--- START Data shown ---

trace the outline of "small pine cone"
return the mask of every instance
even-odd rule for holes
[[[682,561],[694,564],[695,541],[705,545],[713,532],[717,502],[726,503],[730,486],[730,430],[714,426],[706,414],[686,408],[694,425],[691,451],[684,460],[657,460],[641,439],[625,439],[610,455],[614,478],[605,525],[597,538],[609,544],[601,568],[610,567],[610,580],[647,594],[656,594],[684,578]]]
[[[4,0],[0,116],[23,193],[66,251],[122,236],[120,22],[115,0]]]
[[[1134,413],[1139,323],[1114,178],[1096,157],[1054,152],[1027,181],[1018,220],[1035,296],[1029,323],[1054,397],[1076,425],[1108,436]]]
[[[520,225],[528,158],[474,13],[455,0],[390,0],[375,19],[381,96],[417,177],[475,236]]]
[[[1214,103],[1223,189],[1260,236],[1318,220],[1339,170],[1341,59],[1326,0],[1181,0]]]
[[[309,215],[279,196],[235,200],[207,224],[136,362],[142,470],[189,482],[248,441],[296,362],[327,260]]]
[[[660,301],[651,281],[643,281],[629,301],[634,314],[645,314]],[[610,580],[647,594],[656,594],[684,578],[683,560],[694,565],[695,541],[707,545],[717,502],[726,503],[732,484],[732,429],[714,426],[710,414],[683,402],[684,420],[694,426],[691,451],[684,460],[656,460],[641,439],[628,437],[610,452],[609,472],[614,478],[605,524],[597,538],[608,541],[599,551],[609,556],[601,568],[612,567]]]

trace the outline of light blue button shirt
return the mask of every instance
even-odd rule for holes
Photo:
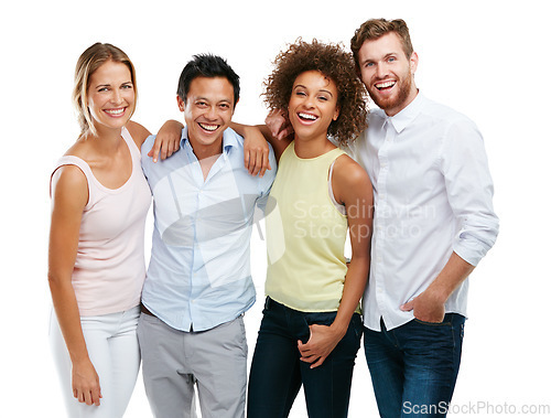
[[[263,211],[276,159],[263,178],[244,165],[242,138],[226,129],[223,153],[206,180],[182,130],[181,149],[153,163],[142,146],[142,169],[153,194],[154,229],[142,302],[168,325],[205,331],[231,321],[256,300],[250,274],[255,207]],[[257,213],[258,215],[258,213]]]

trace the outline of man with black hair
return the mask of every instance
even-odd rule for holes
[[[252,176],[245,168],[244,140],[229,128],[238,100],[226,61],[196,55],[179,82],[180,150],[153,163],[155,137],[142,146],[154,231],[138,335],[155,417],[195,416],[195,384],[204,417],[245,416],[250,234],[276,170]]]

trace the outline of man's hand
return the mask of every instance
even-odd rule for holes
[[[159,153],[161,153],[161,159],[165,160],[176,152],[180,149],[182,128],[183,125],[177,120],[166,120],[161,129],[159,129],[155,143],[151,148],[151,151],[148,152],[148,157],[152,157],[153,162],[156,162]]]
[[[299,340],[299,351],[301,361],[311,363],[310,368],[318,367],[325,362],[325,358],[336,347],[338,342],[345,335],[345,332],[337,331],[327,325],[310,325],[310,339],[306,344]]]
[[[413,311],[413,317],[423,322],[442,322],[445,314],[445,300],[426,289],[417,298],[400,307],[402,311]]]
[[[270,129],[272,137],[276,139],[285,139],[290,135],[294,133],[293,127],[281,110],[270,111],[266,117],[264,124],[268,129]]]

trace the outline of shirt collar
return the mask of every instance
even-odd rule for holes
[[[239,141],[237,139],[237,132],[234,129],[226,128],[226,130],[224,131],[223,135],[224,135],[223,138],[222,138],[223,152],[225,151],[227,153],[227,152],[229,152],[229,150],[233,147],[237,147],[239,144]],[[190,148],[193,149],[192,144],[190,143],[190,141],[187,139],[187,126],[185,126],[182,129],[182,137],[180,139],[180,147],[184,147],[185,142],[187,142],[188,146],[190,146]]]
[[[421,92],[419,92],[413,101],[406,106],[406,108],[400,110],[395,116],[387,116],[385,124],[392,124],[396,131],[400,133],[421,112],[424,100],[424,96],[421,94]]]

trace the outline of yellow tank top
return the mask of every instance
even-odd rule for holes
[[[301,159],[292,142],[281,156],[266,217],[266,294],[299,311],[338,310],[346,276],[348,222],[329,197],[329,168],[345,152]]]

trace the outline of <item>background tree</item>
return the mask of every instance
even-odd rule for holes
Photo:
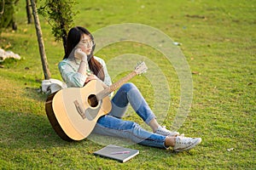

--- END Data shown ---

** Written exercise **
Convert every line of the items above into a JSON list of strings, one string per line, skipping blank lines and leaving out the pictures.

** Expected answer **
[
  "trace the outline of \"small pine cone\"",
  "return the mask of every instance",
  "even-odd rule for holes",
  "[[[682,561],[694,564],[695,541],[705,545],[713,532],[717,502],[726,503],[730,486],[730,430],[714,426],[706,414],[686,408],[694,425],[691,451],[684,460],[657,460],[641,439],[625,439],[610,455],[614,478],[605,525],[597,538],[609,544],[601,568],[610,567],[610,580],[647,594],[656,594],[684,578]]]",
  "[[[4,0],[0,116],[23,193],[66,251],[122,236],[120,22],[115,0]]]",
  "[[[1134,413],[1139,323],[1114,178],[1096,157],[1054,152],[1027,181],[1018,220],[1035,296],[1029,323],[1054,397],[1076,425],[1108,436]]]",
  "[[[520,225],[528,158],[474,13],[455,0],[390,0],[375,19],[381,96],[417,177],[475,236]]]",
  "[[[1214,103],[1223,189],[1260,236],[1318,220],[1339,170],[1341,59],[1326,0],[1181,0]]]",
  "[[[309,215],[279,196],[235,200],[207,224],[136,362],[142,470],[189,482],[248,441],[296,362],[327,260]]]",
  "[[[660,301],[651,281],[643,281],[629,301],[634,314],[645,314]],[[610,580],[647,594],[656,594],[684,578],[683,560],[694,565],[695,541],[707,545],[717,502],[726,503],[732,484],[732,429],[714,426],[710,414],[683,402],[684,420],[694,426],[691,451],[684,460],[656,460],[641,439],[628,437],[610,452],[609,472],[614,478],[605,524],[597,538],[608,541],[599,551],[609,556],[601,568],[612,567]]]",
  "trace the outline of light blue button shirt",
  "return the mask of every instance",
  "even-odd rule for holes",
  "Photo:",
  "[[[263,211],[276,159],[263,178],[244,165],[242,138],[226,129],[223,153],[206,180],[182,130],[181,149],[153,163],[142,146],[142,169],[153,194],[154,229],[142,302],[168,325],[205,331],[231,321],[256,300],[250,274],[255,207]],[[257,213],[258,215],[258,213]]]",
  "trace the outline of man with black hair",
  "return the mask of every instance",
  "even-odd rule for holes",
  "[[[252,176],[245,168],[244,140],[229,128],[238,100],[226,61],[196,55],[179,82],[180,150],[153,163],[155,137],[142,146],[154,231],[138,335],[155,417],[195,416],[195,384],[204,417],[245,416],[250,234],[276,170]]]",
  "trace the outline of man's hand",
  "return the mask of every instance",
  "even-odd rule for holes",
  "[[[159,153],[161,153],[161,159],[165,160],[176,152],[180,149],[182,128],[183,125],[177,120],[166,120],[161,129],[159,129],[155,143],[151,148],[151,151],[148,152],[148,157],[152,157],[153,162],[156,162]]]",
  "[[[299,340],[299,351],[301,361],[311,363],[310,368],[318,367],[325,362],[325,358],[336,347],[338,342],[345,335],[345,332],[337,331],[327,325],[310,325],[310,339],[306,344]]]",
  "[[[413,311],[413,317],[423,322],[442,322],[445,314],[445,300],[426,289],[417,298],[400,307],[402,311]]]",
  "[[[270,129],[272,137],[276,139],[285,139],[290,135],[294,133],[293,127],[281,110],[270,111],[266,117],[264,124],[268,129]]]",
  "trace the outline of shirt collar",
  "return the mask of every instance",
  "even-odd rule for holes",
  "[[[239,141],[237,139],[237,132],[234,129],[226,128],[226,130],[224,131],[223,135],[224,135],[223,138],[222,138],[223,152],[225,151],[227,153],[227,152],[229,152],[229,150],[233,147],[237,147],[239,144]],[[190,148],[193,149],[192,144],[190,143],[190,141],[187,139],[187,126],[185,126],[182,129],[182,137],[180,139],[180,147],[184,147],[185,142],[187,142],[188,146],[190,146]]]",
  "[[[421,92],[419,92],[413,101],[406,106],[406,108],[400,110],[395,116],[387,116],[385,124],[392,124],[396,131],[400,133],[421,112],[424,100],[424,96],[421,94]]]",
  "trace the outline of yellow tank top",
  "return the mask of every instance",
  "even-odd rule for holes",
  "[[[301,159],[292,142],[281,156],[266,217],[266,294],[299,311],[338,310],[346,276],[348,222],[329,197],[329,168],[345,152]]]",
  "trace the outline of <item>background tree</item>",
  "return the mask of every instance",
  "even-odd rule for holes",
  "Photo:"
]